### What the exercise asks
Rewrite all of the records with every occurrence of "one point per instance" replaced by "one point for each instance", leaving everything else unchanged.

[Dataset excerpt]

== == ==

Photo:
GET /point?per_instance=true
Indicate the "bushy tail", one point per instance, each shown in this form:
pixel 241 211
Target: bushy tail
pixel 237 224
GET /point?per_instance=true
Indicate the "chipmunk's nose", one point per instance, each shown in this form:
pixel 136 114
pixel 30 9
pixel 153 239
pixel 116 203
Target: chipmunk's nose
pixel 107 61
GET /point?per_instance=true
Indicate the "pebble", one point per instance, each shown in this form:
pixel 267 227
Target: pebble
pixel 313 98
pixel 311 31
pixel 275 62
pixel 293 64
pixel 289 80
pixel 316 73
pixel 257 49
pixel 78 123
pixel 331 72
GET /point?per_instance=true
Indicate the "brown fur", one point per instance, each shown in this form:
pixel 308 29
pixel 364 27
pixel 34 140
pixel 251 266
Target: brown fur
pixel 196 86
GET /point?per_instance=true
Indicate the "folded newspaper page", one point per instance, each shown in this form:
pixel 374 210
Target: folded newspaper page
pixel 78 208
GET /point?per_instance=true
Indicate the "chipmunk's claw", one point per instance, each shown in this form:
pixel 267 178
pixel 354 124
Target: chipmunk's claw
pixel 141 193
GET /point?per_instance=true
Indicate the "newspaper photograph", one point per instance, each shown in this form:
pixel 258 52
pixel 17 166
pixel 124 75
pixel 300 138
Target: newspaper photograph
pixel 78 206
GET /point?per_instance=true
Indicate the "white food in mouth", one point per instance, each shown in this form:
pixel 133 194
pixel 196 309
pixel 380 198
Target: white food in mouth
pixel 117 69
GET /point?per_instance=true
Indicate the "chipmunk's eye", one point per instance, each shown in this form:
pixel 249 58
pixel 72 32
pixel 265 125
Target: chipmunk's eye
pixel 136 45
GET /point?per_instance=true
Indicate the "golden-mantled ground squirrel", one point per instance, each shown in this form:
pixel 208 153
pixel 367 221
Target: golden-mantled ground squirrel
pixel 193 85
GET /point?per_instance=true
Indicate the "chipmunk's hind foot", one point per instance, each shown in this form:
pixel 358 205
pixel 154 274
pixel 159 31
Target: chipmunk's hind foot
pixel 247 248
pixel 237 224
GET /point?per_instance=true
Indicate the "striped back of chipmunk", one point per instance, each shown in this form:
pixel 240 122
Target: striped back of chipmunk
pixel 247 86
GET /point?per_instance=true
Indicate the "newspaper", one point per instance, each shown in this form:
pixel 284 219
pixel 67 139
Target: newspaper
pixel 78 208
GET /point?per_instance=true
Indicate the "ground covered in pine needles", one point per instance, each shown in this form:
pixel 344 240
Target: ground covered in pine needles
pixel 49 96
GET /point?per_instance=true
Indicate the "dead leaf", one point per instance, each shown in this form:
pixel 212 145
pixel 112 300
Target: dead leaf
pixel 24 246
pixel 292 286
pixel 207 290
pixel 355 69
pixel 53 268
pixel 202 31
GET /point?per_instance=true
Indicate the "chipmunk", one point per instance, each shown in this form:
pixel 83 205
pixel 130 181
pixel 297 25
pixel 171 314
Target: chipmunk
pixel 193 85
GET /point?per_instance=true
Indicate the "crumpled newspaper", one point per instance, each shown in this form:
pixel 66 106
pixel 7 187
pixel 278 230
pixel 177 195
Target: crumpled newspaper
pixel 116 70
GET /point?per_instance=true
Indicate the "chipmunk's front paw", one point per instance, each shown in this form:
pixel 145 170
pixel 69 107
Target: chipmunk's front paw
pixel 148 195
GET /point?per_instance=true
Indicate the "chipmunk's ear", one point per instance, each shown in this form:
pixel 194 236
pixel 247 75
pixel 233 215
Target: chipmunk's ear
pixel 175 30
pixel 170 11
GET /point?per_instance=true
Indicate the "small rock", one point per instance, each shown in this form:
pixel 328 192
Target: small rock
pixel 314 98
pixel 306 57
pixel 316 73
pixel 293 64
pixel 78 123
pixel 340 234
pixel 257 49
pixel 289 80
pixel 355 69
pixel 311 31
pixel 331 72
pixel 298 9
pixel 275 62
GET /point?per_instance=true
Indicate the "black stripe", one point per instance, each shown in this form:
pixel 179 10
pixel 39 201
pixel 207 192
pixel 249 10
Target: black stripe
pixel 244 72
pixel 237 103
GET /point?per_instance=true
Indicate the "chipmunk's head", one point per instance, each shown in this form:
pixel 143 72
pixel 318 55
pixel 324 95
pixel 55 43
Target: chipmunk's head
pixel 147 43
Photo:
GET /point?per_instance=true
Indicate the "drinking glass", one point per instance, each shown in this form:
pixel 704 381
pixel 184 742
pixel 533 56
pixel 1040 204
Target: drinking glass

== == ==

### Correct result
Photo:
GET /point?per_instance=true
Indicate the "bushy tail", one point for each instance, each shown in this form:
pixel 241 211
Target: bushy tail
pixel 237 224
GET /point?per_instance=true
Indicate the "chipmunk's nose", one point for each instance, each shown in this form:
pixel 136 114
pixel 30 9
pixel 153 239
pixel 116 203
Target: chipmunk's nose
pixel 107 61
GET /point?per_instance=true
Indicate the "pebble", one point for each instance, each shown in this form:
pixel 267 227
Target: pebble
pixel 313 98
pixel 311 31
pixel 275 62
pixel 293 64
pixel 289 80
pixel 316 73
pixel 257 49
pixel 78 123
pixel 331 72
GET /point?per_instance=true
Indicate the "brown fur", one point for each instance, each shown in this form:
pixel 308 29
pixel 364 27
pixel 34 140
pixel 251 266
Target: brown fur
pixel 196 86
GET /point?per_instance=true
Indicate the "folded newspaper page", one point for each instance, each shown in this form:
pixel 374 210
Target: folded newspaper page
pixel 78 208
GET /point?per_instance=true
Indicate the "chipmunk's claw", one point for each instance, each shown in this form:
pixel 267 178
pixel 354 124
Target: chipmunk's claw
pixel 141 193
GET /point?per_instance=true
Indicate the "newspaper photograph", one point for each instance, each shown in this form:
pixel 258 52
pixel 17 166
pixel 124 75
pixel 300 138
Target: newspaper photograph
pixel 78 206
GET /point?per_instance=true
Indicate the "white food in mouth", one point for each instance, each shown in this form:
pixel 133 194
pixel 196 309
pixel 380 198
Target: white food in mouth
pixel 117 69
GET /point?per_instance=true
Indicate the "chipmunk's eye", one point for each instance, each shown in this form:
pixel 249 58
pixel 72 32
pixel 265 125
Target: chipmunk's eye
pixel 136 45
GET /point?per_instance=true
Indicate the "golden-mantled ground squirrel", one point for each instance, each shown in this form:
pixel 208 153
pixel 367 221
Target: golden-mantled ground squirrel
pixel 193 85
GET /point?per_instance=true
Indicate the "chipmunk's hind foot", one point for each instance, each shown in this form:
pixel 358 205
pixel 154 274
pixel 159 31
Target: chipmunk's hind foot
pixel 247 248
pixel 237 224
GET /point?per_instance=true
Indicate the "striped back of chipmunk", one point for each instance, each shown in this form:
pixel 240 122
Target: striped back of chipmunk
pixel 247 86
GET /point?per_instance=true
Indicate the "newspaper", one point for each instance, each shown in this form:
pixel 284 219
pixel 67 139
Target: newspaper
pixel 78 208
GET /point?per_instance=true
Indicate the "ground covered in pine needles", one point for each instance, each shown in this form:
pixel 344 240
Target: ground covered in pine needles
pixel 49 96
GET /point?per_instance=true
Indicate the "dead leaf", one point for each instance, each shown in this form:
pixel 212 145
pixel 112 300
Target: dead leaf
pixel 24 246
pixel 292 286
pixel 207 290
pixel 355 69
pixel 53 268
pixel 202 31
GET /point?per_instance=true
Indicate the "chipmunk", one point for each instance, each shown in this form:
pixel 83 205
pixel 130 181
pixel 297 25
pixel 171 314
Target: chipmunk
pixel 193 85
GET /point?per_instance=true
Indicate the "crumpled newspaper", one point for each instance, each shown in this form:
pixel 66 106
pixel 7 187
pixel 278 230
pixel 177 195
Target: crumpled newspaper
pixel 116 70
GET /point?per_instance=true
Indicate the "chipmunk's front paw", one point for each instance, each shown in this form:
pixel 145 170
pixel 69 107
Target: chipmunk's front paw
pixel 148 195
GET /point?per_instance=true
Indicate the "chipmunk's ear", one point for each instance, each shown in this form:
pixel 194 236
pixel 247 75
pixel 233 215
Target: chipmunk's ear
pixel 175 30
pixel 170 11
GET /point?per_instance=true
Indicate the "small rock", one point for each instance, each shown in this form:
pixel 328 192
Target: small rock
pixel 314 98
pixel 306 57
pixel 316 73
pixel 293 64
pixel 78 123
pixel 340 234
pixel 257 49
pixel 289 80
pixel 355 69
pixel 311 31
pixel 331 72
pixel 298 9
pixel 275 62
GET /point?per_instance=true
Indicate the "black stripe", one point for each instance, each shown in this form:
pixel 179 10
pixel 39 201
pixel 207 192
pixel 249 10
Target: black stripe
pixel 244 72
pixel 237 103
GET /point?per_instance=true
Indicate the "chipmunk's head", one point for each instance, each shown in this form:
pixel 143 72
pixel 318 55
pixel 324 95
pixel 55 43
Target: chipmunk's head
pixel 147 43
Photo:
GET /point?per_instance=true
Indicate the "drinking glass", one point for each instance, each shown in this form:
pixel 704 381
pixel 184 742
pixel 533 56
pixel 1040 204
Target: drinking glass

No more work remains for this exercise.